> **INPUT FOR THIS TASK**:

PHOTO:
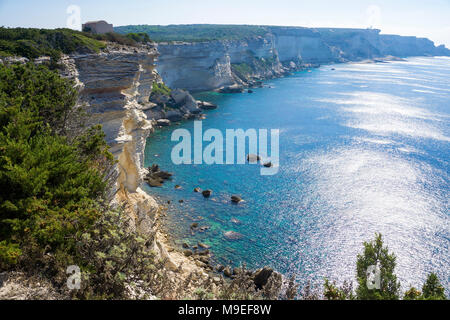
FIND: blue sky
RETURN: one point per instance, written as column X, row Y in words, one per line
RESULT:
column 429, row 18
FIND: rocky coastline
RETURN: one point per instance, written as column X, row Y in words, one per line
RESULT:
column 124, row 89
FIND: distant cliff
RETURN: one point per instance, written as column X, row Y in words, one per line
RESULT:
column 266, row 52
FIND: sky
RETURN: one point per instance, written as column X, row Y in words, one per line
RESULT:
column 430, row 19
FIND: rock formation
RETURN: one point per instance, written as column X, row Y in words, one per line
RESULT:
column 230, row 64
column 115, row 87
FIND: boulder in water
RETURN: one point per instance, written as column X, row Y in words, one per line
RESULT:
column 207, row 193
column 261, row 277
column 232, row 235
column 236, row 199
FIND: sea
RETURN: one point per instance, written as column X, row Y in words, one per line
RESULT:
column 364, row 148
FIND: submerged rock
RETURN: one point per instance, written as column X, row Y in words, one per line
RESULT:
column 155, row 178
column 235, row 221
column 268, row 165
column 207, row 105
column 194, row 225
column 231, row 89
column 227, row 272
column 261, row 277
column 231, row 235
column 220, row 268
column 188, row 253
column 253, row 158
column 236, row 199
column 163, row 122
column 203, row 246
column 207, row 193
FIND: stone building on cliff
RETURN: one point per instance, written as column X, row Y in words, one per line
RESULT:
column 98, row 27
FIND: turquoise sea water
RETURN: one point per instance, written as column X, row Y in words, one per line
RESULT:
column 364, row 148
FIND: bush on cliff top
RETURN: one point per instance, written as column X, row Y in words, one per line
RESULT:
column 195, row 33
column 49, row 184
column 33, row 43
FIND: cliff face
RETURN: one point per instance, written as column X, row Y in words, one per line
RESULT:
column 115, row 85
column 115, row 88
column 210, row 65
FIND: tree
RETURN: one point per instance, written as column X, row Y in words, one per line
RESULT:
column 332, row 292
column 432, row 289
column 375, row 254
column 51, row 186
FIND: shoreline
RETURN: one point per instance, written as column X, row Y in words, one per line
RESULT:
column 168, row 241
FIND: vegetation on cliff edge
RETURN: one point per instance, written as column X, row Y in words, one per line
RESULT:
column 195, row 32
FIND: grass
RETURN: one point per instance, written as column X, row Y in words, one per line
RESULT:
column 195, row 32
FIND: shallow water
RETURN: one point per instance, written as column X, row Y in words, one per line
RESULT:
column 363, row 149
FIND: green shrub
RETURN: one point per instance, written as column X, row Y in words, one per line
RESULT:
column 432, row 289
column 50, row 185
column 195, row 33
column 32, row 43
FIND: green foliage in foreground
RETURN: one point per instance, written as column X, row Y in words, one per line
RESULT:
column 50, row 185
column 376, row 254
column 195, row 32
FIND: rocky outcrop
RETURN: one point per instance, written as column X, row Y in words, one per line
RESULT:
column 224, row 64
column 115, row 87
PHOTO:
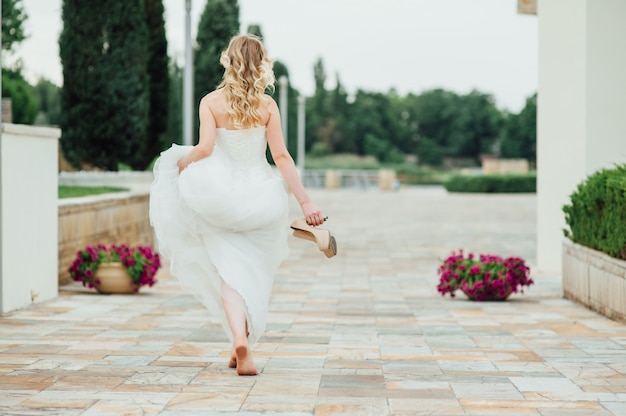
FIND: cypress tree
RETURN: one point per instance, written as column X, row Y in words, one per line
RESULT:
column 103, row 50
column 218, row 24
column 157, row 68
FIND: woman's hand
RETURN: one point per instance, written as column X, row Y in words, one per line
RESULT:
column 181, row 165
column 312, row 214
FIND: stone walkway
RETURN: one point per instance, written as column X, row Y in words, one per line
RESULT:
column 364, row 333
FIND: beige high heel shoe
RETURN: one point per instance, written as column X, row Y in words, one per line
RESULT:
column 325, row 241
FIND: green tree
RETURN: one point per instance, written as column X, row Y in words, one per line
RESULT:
column 103, row 49
column 13, row 19
column 519, row 138
column 159, row 90
column 175, row 113
column 219, row 22
column 281, row 70
column 373, row 127
column 255, row 29
column 22, row 95
column 476, row 127
column 48, row 102
column 452, row 125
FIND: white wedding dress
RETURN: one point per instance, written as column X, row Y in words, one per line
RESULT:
column 224, row 217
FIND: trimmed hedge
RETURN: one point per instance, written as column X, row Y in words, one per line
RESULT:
column 596, row 215
column 493, row 183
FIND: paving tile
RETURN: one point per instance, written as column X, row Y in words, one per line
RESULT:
column 363, row 333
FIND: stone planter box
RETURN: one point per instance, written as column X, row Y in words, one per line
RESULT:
column 595, row 280
column 108, row 219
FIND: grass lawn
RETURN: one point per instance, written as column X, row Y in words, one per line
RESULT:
column 76, row 191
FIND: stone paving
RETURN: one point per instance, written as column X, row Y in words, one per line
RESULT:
column 364, row 333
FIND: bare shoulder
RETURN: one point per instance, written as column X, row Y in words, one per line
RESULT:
column 268, row 102
column 213, row 98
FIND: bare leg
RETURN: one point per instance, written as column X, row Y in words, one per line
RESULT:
column 235, row 309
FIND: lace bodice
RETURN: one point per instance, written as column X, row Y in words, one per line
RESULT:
column 246, row 148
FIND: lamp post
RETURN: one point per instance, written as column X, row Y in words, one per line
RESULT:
column 188, row 78
column 301, row 114
column 284, row 86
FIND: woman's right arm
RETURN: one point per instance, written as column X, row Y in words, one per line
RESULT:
column 206, row 141
column 287, row 167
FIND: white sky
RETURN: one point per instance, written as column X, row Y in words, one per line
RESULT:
column 410, row 45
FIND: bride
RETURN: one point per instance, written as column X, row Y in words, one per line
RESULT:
column 218, row 210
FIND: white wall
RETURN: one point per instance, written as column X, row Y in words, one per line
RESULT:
column 29, row 215
column 581, row 121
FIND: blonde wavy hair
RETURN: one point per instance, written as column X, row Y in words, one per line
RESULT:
column 247, row 74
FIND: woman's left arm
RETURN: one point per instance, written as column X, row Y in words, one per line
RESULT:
column 207, row 133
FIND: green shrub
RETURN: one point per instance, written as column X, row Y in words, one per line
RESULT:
column 342, row 161
column 76, row 191
column 596, row 215
column 492, row 183
column 412, row 174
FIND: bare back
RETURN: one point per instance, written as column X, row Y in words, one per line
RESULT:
column 216, row 102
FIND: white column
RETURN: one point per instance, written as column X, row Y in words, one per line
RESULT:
column 188, row 79
column 582, row 95
column 29, row 223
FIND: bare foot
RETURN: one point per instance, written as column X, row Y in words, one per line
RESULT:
column 244, row 362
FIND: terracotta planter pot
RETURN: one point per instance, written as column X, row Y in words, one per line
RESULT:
column 112, row 278
column 490, row 298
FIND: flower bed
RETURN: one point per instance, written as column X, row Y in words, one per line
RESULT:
column 141, row 263
column 484, row 278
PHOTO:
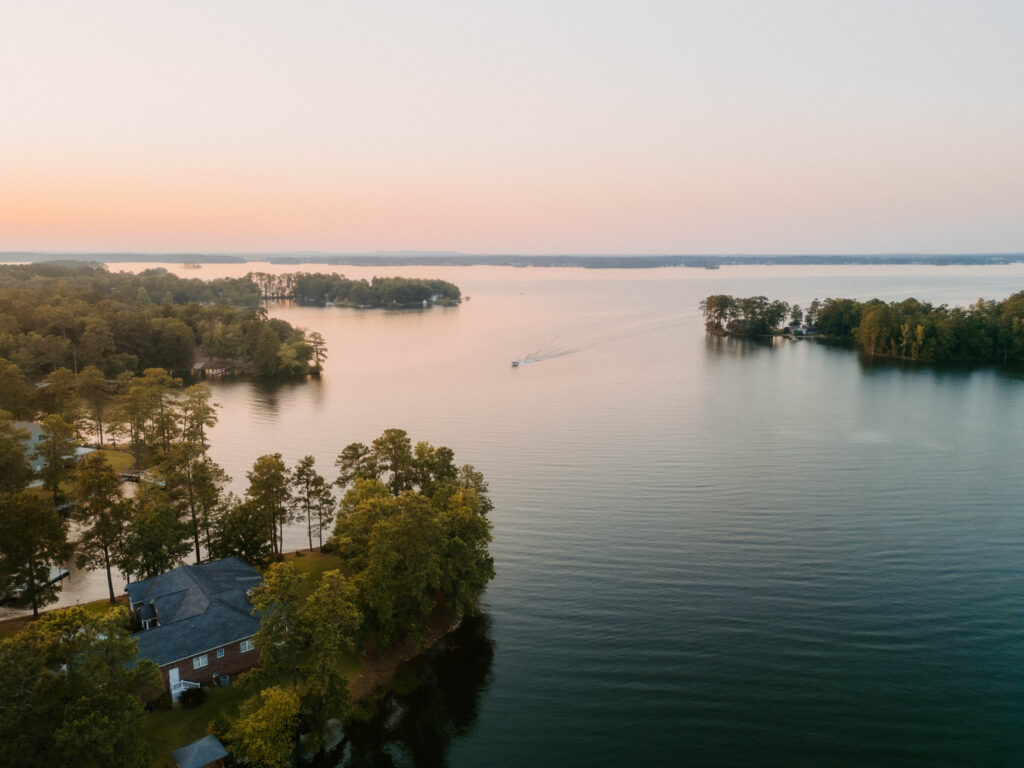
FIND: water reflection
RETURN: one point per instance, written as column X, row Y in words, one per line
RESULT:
column 437, row 702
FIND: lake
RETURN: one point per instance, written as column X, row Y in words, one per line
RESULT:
column 709, row 551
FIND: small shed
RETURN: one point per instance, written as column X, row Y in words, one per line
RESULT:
column 203, row 754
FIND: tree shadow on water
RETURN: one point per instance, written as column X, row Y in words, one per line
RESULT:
column 434, row 701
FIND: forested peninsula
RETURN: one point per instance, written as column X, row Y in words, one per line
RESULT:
column 987, row 331
column 74, row 315
column 587, row 261
column 320, row 289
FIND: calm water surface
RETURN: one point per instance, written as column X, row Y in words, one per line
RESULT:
column 709, row 552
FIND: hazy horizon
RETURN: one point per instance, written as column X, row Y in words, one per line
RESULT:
column 534, row 128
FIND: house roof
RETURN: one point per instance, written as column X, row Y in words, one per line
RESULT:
column 199, row 754
column 200, row 607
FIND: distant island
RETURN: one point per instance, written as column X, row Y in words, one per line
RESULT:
column 908, row 330
column 587, row 261
column 73, row 315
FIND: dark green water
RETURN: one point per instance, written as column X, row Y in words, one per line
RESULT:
column 709, row 552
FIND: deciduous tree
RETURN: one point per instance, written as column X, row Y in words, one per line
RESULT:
column 103, row 512
column 33, row 537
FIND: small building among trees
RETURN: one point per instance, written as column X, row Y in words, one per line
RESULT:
column 196, row 622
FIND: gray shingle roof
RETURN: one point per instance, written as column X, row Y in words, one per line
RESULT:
column 200, row 607
column 200, row 753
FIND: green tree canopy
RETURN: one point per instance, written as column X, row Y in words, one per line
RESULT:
column 33, row 537
column 70, row 684
column 103, row 512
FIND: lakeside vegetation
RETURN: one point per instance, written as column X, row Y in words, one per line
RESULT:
column 320, row 289
column 55, row 315
column 987, row 331
column 406, row 561
column 588, row 261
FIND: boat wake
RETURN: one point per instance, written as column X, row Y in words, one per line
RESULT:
column 595, row 333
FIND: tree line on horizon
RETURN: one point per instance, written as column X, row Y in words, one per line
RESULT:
column 411, row 532
column 987, row 331
column 320, row 289
column 56, row 315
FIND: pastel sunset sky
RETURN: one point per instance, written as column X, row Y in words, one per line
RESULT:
column 518, row 126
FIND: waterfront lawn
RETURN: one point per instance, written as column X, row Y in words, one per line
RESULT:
column 120, row 460
column 313, row 563
column 168, row 729
column 9, row 627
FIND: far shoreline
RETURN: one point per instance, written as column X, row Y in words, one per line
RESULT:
column 585, row 261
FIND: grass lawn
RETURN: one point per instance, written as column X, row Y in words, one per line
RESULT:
column 95, row 608
column 313, row 563
column 168, row 729
column 120, row 460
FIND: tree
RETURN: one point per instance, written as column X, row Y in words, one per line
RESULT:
column 15, row 471
column 420, row 543
column 263, row 736
column 311, row 495
column 155, row 538
column 356, row 461
column 331, row 615
column 95, row 396
column 242, row 531
column 318, row 347
column 70, row 684
column 59, row 395
column 197, row 413
column 281, row 637
column 15, row 395
column 466, row 563
column 103, row 511
column 393, row 455
column 195, row 481
column 33, row 537
column 403, row 569
column 56, row 450
column 268, row 492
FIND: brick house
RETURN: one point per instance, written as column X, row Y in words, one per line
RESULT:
column 196, row 622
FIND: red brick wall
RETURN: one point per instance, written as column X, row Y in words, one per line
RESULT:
column 232, row 663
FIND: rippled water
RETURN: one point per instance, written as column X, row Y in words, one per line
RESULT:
column 709, row 551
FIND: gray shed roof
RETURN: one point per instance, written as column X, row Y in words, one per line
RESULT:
column 200, row 607
column 200, row 754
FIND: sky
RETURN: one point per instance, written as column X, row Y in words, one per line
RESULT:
column 534, row 127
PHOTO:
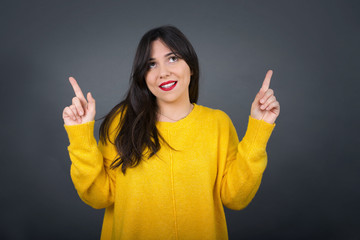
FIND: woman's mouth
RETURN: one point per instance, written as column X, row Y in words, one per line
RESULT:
column 167, row 86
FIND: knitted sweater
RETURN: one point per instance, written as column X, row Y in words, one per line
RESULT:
column 176, row 194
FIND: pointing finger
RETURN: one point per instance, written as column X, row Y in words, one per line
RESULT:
column 77, row 89
column 266, row 83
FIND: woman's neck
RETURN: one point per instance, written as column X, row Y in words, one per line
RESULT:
column 172, row 112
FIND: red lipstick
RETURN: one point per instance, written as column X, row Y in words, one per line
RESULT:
column 167, row 86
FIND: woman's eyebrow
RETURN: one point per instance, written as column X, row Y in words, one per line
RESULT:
column 166, row 55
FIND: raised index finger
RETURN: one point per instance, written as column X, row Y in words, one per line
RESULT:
column 77, row 89
column 266, row 83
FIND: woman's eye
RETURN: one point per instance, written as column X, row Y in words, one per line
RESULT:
column 173, row 59
column 152, row 65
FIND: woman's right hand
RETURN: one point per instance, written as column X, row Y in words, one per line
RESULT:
column 81, row 111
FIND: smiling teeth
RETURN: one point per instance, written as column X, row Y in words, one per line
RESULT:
column 168, row 85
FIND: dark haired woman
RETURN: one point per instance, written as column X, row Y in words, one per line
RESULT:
column 165, row 166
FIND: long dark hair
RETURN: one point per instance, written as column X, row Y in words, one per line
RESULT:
column 137, row 130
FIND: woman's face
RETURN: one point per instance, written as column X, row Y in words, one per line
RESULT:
column 168, row 76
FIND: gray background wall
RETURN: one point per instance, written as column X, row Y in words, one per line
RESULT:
column 310, row 189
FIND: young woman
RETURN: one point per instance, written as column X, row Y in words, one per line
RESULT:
column 164, row 166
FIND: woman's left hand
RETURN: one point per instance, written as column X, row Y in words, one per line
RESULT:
column 265, row 107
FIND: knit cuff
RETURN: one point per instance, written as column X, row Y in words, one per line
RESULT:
column 259, row 131
column 81, row 134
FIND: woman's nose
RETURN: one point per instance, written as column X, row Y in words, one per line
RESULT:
column 164, row 71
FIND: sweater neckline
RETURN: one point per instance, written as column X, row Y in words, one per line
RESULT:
column 182, row 122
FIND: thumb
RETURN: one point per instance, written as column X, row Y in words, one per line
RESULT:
column 91, row 101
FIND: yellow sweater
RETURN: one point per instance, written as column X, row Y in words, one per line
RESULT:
column 174, row 194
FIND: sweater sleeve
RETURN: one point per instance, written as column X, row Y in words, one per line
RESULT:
column 245, row 163
column 90, row 172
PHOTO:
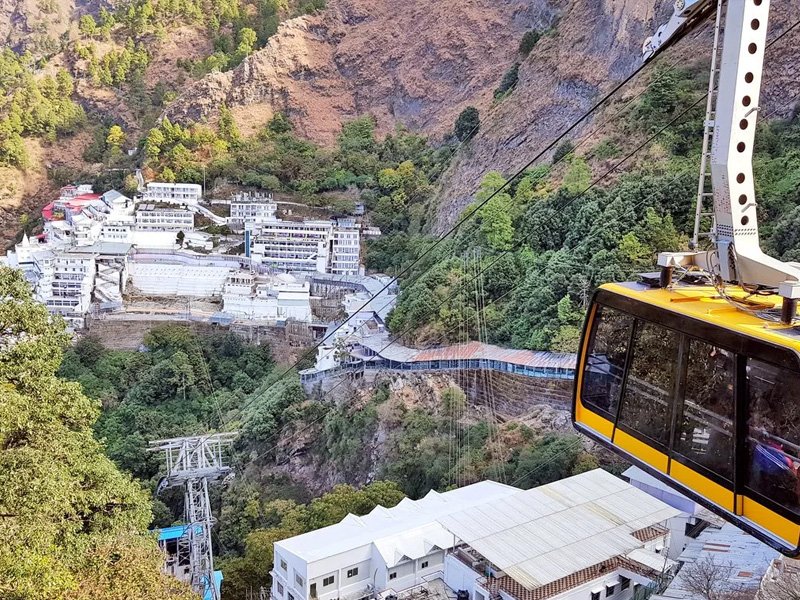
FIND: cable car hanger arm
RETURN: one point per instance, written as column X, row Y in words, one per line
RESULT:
column 739, row 257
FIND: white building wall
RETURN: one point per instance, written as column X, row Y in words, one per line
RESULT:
column 176, row 193
column 165, row 220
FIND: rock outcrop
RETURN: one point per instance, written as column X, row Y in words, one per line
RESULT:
column 420, row 63
column 416, row 62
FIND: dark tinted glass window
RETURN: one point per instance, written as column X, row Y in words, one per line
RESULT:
column 773, row 433
column 605, row 361
column 705, row 430
column 647, row 398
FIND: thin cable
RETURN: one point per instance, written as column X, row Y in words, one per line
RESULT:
column 516, row 286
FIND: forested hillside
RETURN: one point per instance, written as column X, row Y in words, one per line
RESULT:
column 332, row 105
column 303, row 462
column 72, row 525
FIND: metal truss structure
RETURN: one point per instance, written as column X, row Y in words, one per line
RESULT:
column 194, row 462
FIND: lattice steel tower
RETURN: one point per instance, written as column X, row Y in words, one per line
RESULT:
column 194, row 462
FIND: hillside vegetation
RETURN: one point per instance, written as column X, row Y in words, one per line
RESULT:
column 71, row 524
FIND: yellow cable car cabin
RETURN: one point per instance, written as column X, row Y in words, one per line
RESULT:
column 700, row 385
column 700, row 394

> **ABOUT THIS EXERCISE**: Filter the preceding entries down to the lines with "right".

> **ANSWER TO THIS EXERCISE**:
FIND: woman's right arm
FIND: woman's right hand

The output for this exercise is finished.